* What is being asked
Where the line containing "Give the pointer" appears in the entries below, begin there and output every line through the last, exactly, minus the pictures.

* Input material
-- Opening Marker --

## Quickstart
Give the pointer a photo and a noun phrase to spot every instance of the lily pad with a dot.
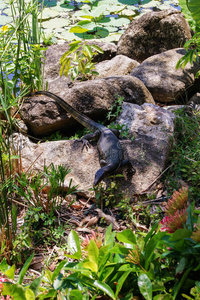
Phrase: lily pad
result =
(152, 3)
(48, 13)
(47, 3)
(113, 37)
(55, 23)
(3, 4)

-- Closing Marker --

* Written answer
Give the pointer a photo and a noun phrase to spot every instance of the lily pad with a dot.
Phrase: lily pad
result =
(152, 3)
(48, 13)
(47, 3)
(113, 37)
(55, 23)
(3, 4)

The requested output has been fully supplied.